* Set exercise
Identify the line in which "Objective — locate every instance of the backpack" appears, then reproduce that line and all remaining lines of the records word for word.

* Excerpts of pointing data
/---
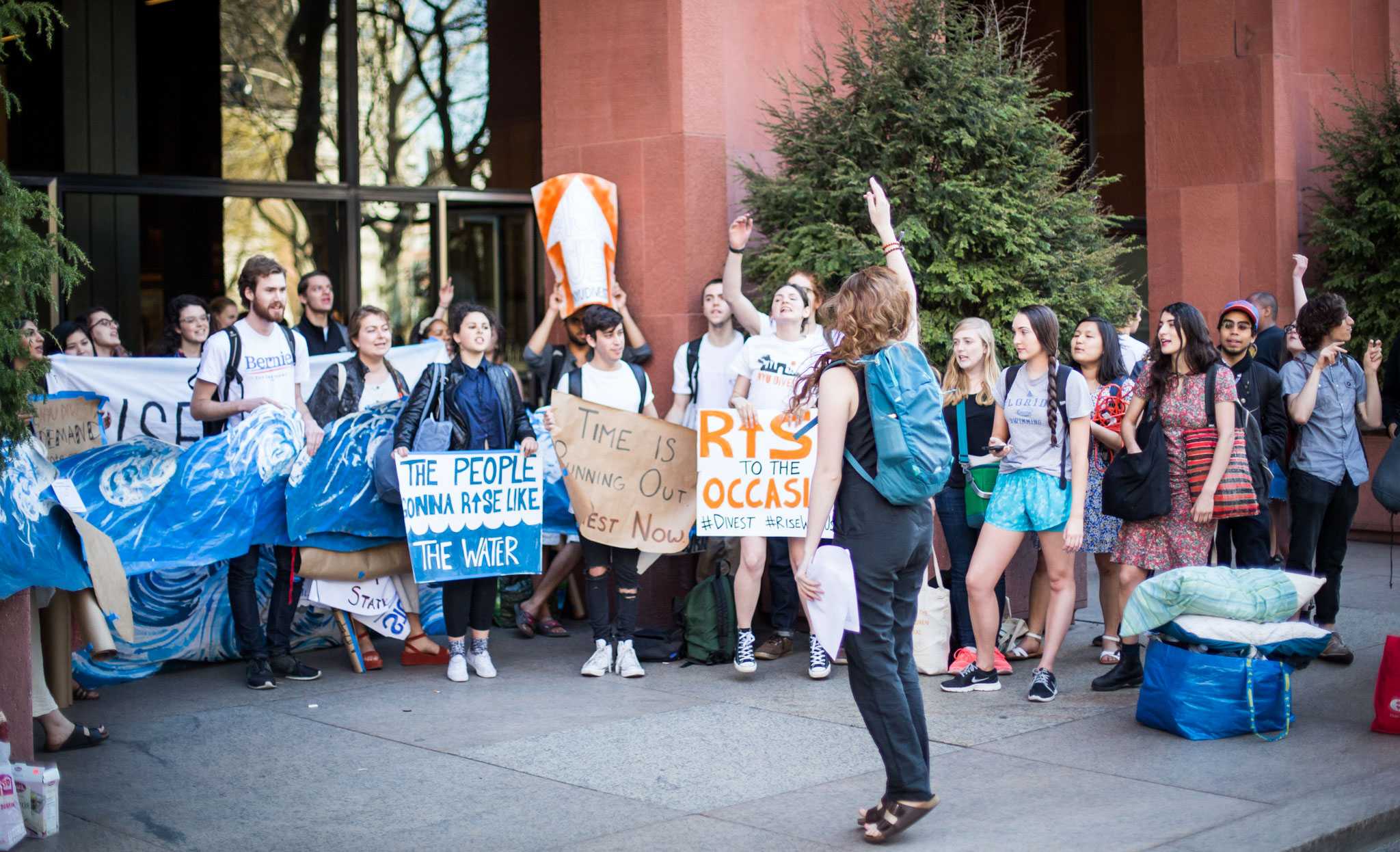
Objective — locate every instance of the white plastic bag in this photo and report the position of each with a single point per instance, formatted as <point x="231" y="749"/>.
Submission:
<point x="932" y="627"/>
<point x="12" y="821"/>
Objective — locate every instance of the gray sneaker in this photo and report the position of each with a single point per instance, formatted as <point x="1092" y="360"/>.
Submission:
<point x="1337" y="652"/>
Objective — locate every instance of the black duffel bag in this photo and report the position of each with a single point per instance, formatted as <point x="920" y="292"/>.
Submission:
<point x="1135" y="485"/>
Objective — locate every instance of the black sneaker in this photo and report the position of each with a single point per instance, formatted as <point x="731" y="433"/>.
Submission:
<point x="1042" y="686"/>
<point x="259" y="674"/>
<point x="293" y="669"/>
<point x="1337" y="652"/>
<point x="1125" y="676"/>
<point x="972" y="680"/>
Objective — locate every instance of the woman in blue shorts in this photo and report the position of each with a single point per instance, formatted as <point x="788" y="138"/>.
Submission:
<point x="1042" y="436"/>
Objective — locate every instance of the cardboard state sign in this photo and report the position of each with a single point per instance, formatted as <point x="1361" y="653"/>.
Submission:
<point x="69" y="422"/>
<point x="630" y="478"/>
<point x="578" y="219"/>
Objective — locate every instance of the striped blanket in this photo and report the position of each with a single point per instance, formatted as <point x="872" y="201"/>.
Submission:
<point x="1259" y="594"/>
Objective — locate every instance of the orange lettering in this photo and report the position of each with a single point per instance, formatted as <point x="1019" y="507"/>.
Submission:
<point x="710" y="435"/>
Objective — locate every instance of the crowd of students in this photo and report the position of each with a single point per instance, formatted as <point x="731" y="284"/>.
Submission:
<point x="1031" y="446"/>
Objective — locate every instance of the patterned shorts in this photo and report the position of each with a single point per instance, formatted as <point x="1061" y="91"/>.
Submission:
<point x="1029" y="502"/>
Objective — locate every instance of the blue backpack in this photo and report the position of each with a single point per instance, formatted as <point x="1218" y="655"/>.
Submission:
<point x="913" y="450"/>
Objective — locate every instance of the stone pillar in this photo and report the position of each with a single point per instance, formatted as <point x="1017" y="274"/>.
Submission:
<point x="633" y="92"/>
<point x="14" y="673"/>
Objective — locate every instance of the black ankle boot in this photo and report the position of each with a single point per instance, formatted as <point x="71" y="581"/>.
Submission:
<point x="1126" y="674"/>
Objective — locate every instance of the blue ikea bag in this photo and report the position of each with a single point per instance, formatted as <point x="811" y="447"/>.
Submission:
<point x="913" y="450"/>
<point x="1211" y="697"/>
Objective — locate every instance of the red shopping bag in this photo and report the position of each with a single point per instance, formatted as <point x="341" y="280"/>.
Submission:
<point x="1388" y="690"/>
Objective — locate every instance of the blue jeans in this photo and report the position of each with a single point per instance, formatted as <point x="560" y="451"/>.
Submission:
<point x="962" y="540"/>
<point x="783" y="587"/>
<point x="243" y="602"/>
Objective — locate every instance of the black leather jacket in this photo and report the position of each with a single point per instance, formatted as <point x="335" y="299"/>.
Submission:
<point x="514" y="421"/>
<point x="324" y="405"/>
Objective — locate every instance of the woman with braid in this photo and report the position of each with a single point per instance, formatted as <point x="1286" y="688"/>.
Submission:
<point x="1040" y="432"/>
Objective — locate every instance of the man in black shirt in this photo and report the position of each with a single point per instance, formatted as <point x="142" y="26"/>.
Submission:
<point x="324" y="334"/>
<point x="1261" y="392"/>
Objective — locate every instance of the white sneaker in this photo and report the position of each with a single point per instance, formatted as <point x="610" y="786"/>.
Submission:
<point x="601" y="662"/>
<point x="482" y="663"/>
<point x="818" y="662"/>
<point x="628" y="663"/>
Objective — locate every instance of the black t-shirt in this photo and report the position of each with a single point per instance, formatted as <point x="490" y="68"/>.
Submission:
<point x="979" y="432"/>
<point x="1269" y="348"/>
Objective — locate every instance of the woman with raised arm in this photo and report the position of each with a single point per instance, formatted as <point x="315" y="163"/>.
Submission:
<point x="889" y="544"/>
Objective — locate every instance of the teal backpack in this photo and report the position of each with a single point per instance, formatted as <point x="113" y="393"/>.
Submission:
<point x="915" y="453"/>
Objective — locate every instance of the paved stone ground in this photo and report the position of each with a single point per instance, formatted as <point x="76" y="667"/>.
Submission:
<point x="541" y="758"/>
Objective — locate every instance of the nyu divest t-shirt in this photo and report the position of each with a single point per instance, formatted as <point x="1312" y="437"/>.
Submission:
<point x="267" y="366"/>
<point x="775" y="364"/>
<point x="1025" y="407"/>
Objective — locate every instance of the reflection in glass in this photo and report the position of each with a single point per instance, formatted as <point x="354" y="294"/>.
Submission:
<point x="278" y="83"/>
<point x="396" y="263"/>
<point x="423" y="93"/>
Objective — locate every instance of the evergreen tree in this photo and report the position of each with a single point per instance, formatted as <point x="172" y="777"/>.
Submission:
<point x="30" y="256"/>
<point x="941" y="101"/>
<point x="1360" y="212"/>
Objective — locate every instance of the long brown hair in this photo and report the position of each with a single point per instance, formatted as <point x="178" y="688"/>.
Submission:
<point x="1046" y="327"/>
<point x="868" y="313"/>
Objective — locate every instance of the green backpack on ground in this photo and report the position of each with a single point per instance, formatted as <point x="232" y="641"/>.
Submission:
<point x="709" y="621"/>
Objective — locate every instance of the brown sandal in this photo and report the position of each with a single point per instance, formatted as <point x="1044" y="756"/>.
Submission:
<point x="896" y="818"/>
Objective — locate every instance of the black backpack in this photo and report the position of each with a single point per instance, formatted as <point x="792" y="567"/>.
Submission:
<point x="231" y="375"/>
<point x="1062" y="388"/>
<point x="576" y="384"/>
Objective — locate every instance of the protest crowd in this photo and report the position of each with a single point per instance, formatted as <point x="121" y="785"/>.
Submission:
<point x="1192" y="450"/>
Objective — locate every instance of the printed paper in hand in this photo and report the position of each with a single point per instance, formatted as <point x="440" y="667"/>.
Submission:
<point x="836" y="611"/>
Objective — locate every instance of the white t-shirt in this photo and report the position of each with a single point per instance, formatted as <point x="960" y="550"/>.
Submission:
<point x="712" y="375"/>
<point x="267" y="366"/>
<point x="374" y="394"/>
<point x="615" y="388"/>
<point x="1133" y="351"/>
<point x="773" y="366"/>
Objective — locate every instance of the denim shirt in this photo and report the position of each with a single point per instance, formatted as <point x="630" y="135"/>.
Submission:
<point x="476" y="400"/>
<point x="1329" y="443"/>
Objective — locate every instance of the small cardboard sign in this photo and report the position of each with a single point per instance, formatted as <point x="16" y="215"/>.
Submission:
<point x="577" y="217"/>
<point x="630" y="478"/>
<point x="472" y="515"/>
<point x="69" y="422"/>
<point x="755" y="481"/>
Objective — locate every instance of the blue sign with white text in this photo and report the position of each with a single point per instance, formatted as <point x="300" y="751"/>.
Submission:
<point x="472" y="515"/>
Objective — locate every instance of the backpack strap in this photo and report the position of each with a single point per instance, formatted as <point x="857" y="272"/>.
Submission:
<point x="693" y="364"/>
<point x="576" y="383"/>
<point x="642" y="386"/>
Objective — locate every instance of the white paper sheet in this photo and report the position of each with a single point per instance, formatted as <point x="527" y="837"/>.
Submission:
<point x="836" y="611"/>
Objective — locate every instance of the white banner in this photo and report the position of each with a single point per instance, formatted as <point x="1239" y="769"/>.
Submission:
<point x="150" y="395"/>
<point x="753" y="481"/>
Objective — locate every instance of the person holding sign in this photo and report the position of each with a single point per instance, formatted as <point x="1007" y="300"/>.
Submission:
<point x="486" y="412"/>
<point x="1042" y="436"/>
<point x="889" y="544"/>
<point x="364" y="380"/>
<point x="766" y="372"/>
<point x="609" y="380"/>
\---
* The answer
Objective — locate every instance of the backpack strap in this photo and report the position of each with a single point per instance, formatted as <point x="857" y="272"/>.
Submission:
<point x="693" y="364"/>
<point x="576" y="383"/>
<point x="642" y="386"/>
Objective — locate every instance of the white paper sheet in this photo and report the position of each with a single point per instance, formatted as <point x="527" y="837"/>.
Submission:
<point x="836" y="611"/>
Objective — locate every instance of the white banner in this photo and report the position of each with a single point per instance, formatted as <point x="1239" y="769"/>.
Submission:
<point x="150" y="395"/>
<point x="753" y="481"/>
Objective — locate every instance of the person holding sign in this photo and report the position of each with a single point per instance, formatted as <point x="1007" y="300"/>.
Submission:
<point x="486" y="412"/>
<point x="1042" y="436"/>
<point x="889" y="544"/>
<point x="364" y="380"/>
<point x="766" y="372"/>
<point x="609" y="380"/>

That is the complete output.